- **ASSIGNMENT**
Give the records again in full, exactly as they appear.

- **STUDY MATERIAL**
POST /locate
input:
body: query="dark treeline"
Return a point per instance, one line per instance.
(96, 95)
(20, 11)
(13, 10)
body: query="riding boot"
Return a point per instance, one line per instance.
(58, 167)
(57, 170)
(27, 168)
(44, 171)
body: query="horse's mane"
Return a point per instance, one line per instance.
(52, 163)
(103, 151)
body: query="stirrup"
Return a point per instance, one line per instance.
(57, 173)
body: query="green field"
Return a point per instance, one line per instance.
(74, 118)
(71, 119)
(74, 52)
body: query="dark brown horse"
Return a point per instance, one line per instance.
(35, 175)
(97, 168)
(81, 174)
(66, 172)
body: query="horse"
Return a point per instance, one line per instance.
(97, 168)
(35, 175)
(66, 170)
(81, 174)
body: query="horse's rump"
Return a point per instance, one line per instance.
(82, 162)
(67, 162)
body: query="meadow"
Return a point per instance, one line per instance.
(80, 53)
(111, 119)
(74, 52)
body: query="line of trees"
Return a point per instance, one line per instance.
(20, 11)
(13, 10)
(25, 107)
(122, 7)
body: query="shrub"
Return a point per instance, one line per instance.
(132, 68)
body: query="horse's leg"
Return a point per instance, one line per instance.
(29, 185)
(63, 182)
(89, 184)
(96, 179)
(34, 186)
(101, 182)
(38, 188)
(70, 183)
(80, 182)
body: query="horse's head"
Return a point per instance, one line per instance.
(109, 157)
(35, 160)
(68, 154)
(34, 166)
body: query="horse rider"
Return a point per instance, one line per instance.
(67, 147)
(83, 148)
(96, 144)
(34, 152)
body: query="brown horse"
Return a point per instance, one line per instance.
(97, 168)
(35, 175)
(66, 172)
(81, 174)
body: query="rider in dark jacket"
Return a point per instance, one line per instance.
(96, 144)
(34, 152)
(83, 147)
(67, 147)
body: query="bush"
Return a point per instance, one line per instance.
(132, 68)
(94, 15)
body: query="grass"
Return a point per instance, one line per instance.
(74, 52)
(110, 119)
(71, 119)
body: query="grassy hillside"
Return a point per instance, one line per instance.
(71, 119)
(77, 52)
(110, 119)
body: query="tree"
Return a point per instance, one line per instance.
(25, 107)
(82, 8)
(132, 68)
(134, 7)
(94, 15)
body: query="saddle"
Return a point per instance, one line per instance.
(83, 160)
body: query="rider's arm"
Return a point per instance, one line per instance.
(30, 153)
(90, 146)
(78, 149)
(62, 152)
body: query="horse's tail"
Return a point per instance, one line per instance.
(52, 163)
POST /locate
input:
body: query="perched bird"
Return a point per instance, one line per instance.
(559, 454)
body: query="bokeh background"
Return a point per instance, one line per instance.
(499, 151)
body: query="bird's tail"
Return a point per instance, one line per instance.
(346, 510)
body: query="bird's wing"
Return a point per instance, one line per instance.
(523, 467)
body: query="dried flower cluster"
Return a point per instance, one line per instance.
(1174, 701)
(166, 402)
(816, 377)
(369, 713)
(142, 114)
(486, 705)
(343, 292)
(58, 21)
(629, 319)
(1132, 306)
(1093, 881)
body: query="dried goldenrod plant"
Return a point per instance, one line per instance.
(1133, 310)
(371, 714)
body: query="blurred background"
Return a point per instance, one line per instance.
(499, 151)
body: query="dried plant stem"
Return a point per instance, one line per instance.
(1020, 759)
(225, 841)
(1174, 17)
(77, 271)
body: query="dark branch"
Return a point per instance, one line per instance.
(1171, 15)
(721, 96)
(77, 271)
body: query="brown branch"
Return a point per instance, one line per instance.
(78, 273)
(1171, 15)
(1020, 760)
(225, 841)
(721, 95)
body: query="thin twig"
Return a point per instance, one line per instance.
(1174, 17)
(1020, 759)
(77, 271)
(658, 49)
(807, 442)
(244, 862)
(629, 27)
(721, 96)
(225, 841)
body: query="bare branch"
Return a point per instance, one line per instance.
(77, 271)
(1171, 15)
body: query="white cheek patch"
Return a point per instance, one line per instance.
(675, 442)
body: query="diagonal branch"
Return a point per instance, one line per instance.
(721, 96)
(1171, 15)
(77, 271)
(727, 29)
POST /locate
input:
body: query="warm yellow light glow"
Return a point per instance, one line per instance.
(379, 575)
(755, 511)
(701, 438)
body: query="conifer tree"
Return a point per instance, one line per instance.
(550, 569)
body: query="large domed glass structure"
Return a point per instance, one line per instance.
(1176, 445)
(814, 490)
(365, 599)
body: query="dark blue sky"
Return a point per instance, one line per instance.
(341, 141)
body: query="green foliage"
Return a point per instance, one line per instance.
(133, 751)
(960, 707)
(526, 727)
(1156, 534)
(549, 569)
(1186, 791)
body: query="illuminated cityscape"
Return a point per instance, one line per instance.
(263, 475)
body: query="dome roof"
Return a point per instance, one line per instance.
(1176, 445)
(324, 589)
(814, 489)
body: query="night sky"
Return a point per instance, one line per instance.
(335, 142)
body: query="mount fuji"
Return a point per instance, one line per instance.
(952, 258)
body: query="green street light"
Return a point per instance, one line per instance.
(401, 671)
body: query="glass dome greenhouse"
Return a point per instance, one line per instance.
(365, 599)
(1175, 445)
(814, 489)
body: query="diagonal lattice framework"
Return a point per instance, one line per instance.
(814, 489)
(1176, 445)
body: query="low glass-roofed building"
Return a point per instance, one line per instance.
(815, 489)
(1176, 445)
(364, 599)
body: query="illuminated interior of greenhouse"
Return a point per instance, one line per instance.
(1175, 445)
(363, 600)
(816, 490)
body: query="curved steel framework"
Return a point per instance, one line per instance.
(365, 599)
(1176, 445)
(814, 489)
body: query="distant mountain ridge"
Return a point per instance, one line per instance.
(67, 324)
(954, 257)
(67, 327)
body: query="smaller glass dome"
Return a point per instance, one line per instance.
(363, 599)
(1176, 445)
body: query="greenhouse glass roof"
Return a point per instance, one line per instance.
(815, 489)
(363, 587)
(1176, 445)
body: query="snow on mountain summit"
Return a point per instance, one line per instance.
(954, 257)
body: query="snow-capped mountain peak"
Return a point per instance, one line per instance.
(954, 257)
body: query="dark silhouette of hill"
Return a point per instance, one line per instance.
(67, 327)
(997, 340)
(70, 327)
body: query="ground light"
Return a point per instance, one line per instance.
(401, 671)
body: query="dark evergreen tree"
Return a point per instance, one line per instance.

- **WRITTEN ANSWER**
POST /locate
input:
body: query="dark treeline"
Return a point per instance, one line per instance.
(96, 95)
(20, 11)
(13, 10)
body: query="riding boot"
Return a point per instance, one line per instance.
(58, 167)
(57, 170)
(27, 168)
(44, 171)
body: query="horse's mane"
Return a point per instance, one line per instance.
(52, 163)
(103, 151)
body: query="stirrup"
Return a point per instance, one line per instance.
(57, 173)
body: query="green field"
Return a point per instance, one line per instance.
(74, 118)
(71, 119)
(74, 52)
body: query="dark brown horse"
Return a point per instance, one line per instance.
(35, 175)
(97, 168)
(81, 174)
(66, 172)
body: query="horse"
Return a point per instance, one line per instance.
(97, 168)
(35, 175)
(66, 170)
(81, 174)
body: query="horse's rump"
Return a point per instance, one line per instance.
(82, 162)
(67, 162)
body: query="meadow"
Return a point per instance, one line per instance.
(80, 53)
(111, 119)
(74, 52)
body: query="line of trees"
Return a point per instance, one line per instance.
(20, 11)
(13, 10)
(25, 107)
(122, 7)
body: query="shrub"
Return a point per instance, one line per instance.
(132, 68)
body: query="horse's leg"
Return a point per instance, one line per instance.
(29, 185)
(63, 182)
(89, 184)
(96, 179)
(34, 186)
(101, 182)
(38, 188)
(70, 183)
(80, 182)
body: query="horse's head"
Return a point per instance, one line per instance.
(109, 157)
(35, 160)
(68, 154)
(34, 166)
body: query="horse rider"
Return a point per instance, one line per instance.
(67, 147)
(83, 148)
(96, 144)
(34, 152)
body: query="brown horse"
Return a point per instance, one line per instance.
(97, 168)
(35, 175)
(66, 172)
(81, 174)
body: query="rider in dark jacket"
Return a point per instance, one line per instance.
(96, 144)
(34, 152)
(83, 147)
(67, 147)
body: query="bush"
Return a point per instance, one line per instance.
(132, 68)
(94, 15)
body: query="grass"
Return a point per instance, one line per instance.
(74, 52)
(110, 119)
(71, 119)
body: query="grassy hillside"
Return a point per instance, one line per instance.
(71, 119)
(77, 52)
(110, 119)
body: query="tree"
Return a point per instance, one line per instance.
(25, 107)
(82, 8)
(132, 68)
(134, 7)
(94, 15)
body: query="saddle"
Return a point per instance, one line per instance.
(83, 160)
body: query="rider's arm"
Return a point per instance, one line per instance.
(30, 153)
(90, 146)
(78, 149)
(62, 152)
body: query="horse's tail"
Return a point per instance, one line per instance.
(52, 163)
POST /locate
input:
body: query="perched bird"
Return a point per instance, one line per instance.
(559, 454)
body: query="bokeh background"
Return a point per instance, one line per instance.
(499, 151)
body: query="bird's tail"
Return a point per instance, one line per instance.
(346, 510)
body: query="bird's wing"
Return a point per instance, one line per instance.
(523, 467)
body: query="dried flower cluster"
Return a point per instance, one line per instance.
(1174, 701)
(166, 402)
(816, 377)
(369, 713)
(142, 114)
(486, 705)
(343, 292)
(58, 21)
(629, 319)
(1132, 306)
(1093, 881)
body: query="dried goldenrod plant"
Return a point per instance, one line per instance.
(1133, 310)
(371, 714)
body: query="blurred background"
Return a point per instance, one line per instance.
(499, 151)
body: query="dried plant stem"
Return a point per instance, one line per instance.
(1020, 759)
(225, 841)
(1174, 17)
(77, 271)
body: query="dark branch"
Return a point per instance, one line per instance.
(1171, 15)
(721, 96)
(77, 271)
body: query="brown branch"
Return a point per instance, one line per instance.
(78, 273)
(1171, 15)
(1020, 760)
(225, 841)
(721, 95)
body: query="thin twig"
Return a point per instance, one line per instance.
(1174, 17)
(1020, 759)
(77, 271)
(658, 49)
(807, 442)
(244, 862)
(629, 27)
(721, 96)
(225, 841)
body: query="bare branch"
Return a point per instance, one line per instance.
(77, 271)
(1171, 15)
body: query="white cheek patch"
Return a point per instance, one line per instance.
(675, 442)
body: query="diagonal branch"
Return a point per instance, one line per instance.
(721, 96)
(1171, 15)
(77, 271)
(727, 29)
POST /locate
input:
body: query="warm yellow light glow"
Return a point per instance, one line per instance.
(379, 575)
(755, 511)
(701, 438)
body: query="conifer tree"
Return a point per instance, one line per instance.
(550, 569)
body: query="large domed glass structure"
Return a point per instance, one line per instance.
(1176, 445)
(814, 490)
(365, 599)
body: query="dark blue sky"
Return a point per instance, one line per instance.
(341, 141)
body: query="green foliage"
Return a point per instance, one line per instance.
(133, 751)
(960, 707)
(526, 727)
(1156, 534)
(549, 569)
(1186, 791)
body: query="illuminated cityscape"
Return a point per instance, one line per instance.
(263, 475)
body: query="dome roof"
Return a point per instance, one line per instance.
(1176, 445)
(324, 589)
(814, 489)
body: query="night sky"
Return a point per instance, one line per instance.
(335, 142)
body: query="mount fuji"
Return a point per instance, one line per instance.
(952, 258)
body: query="green street light"
Return a point per instance, one line per instance.
(401, 671)
body: query="glass dome greenhouse"
Return a point per instance, one line per instance.
(365, 599)
(1175, 445)
(814, 489)
body: query="diagonal lattice framework"
Return a point per instance, one line per instance.
(814, 489)
(1176, 445)
body: query="low glass-roofed building"
Return a point per instance, one line per instance.
(815, 489)
(1176, 445)
(364, 599)
body: query="illuminated interior of greenhouse"
Return a point per instance, one line per instance.
(1175, 445)
(363, 600)
(816, 490)
body: query="curved steel framework"
Return a point per instance, one line per instance.
(365, 599)
(1176, 445)
(814, 489)
body: query="distant mountain ridge"
Return a point per instance, one line per instance.
(67, 324)
(954, 257)
(67, 327)
body: query="smaller glass dome"
Return a point per instance, one line per instance.
(363, 599)
(1176, 445)
body: query="greenhouse glass roof"
Return a point per instance, one line per instance.
(815, 489)
(363, 587)
(1176, 445)
body: query="snow on mountain summit"
Return a point per instance, one line per instance.
(954, 257)
body: query="snow-capped mountain peak"
Return a point per instance, one line per instance.
(954, 257)
body: query="dark silhouette of hill"
Return a point per instance, one line per instance.
(67, 327)
(997, 340)
(70, 327)
body: query="ground light"
Return a point per instance, one line per instance.
(401, 671)
body: query="dark evergreen tree"
Return a point per instance, one line per instance.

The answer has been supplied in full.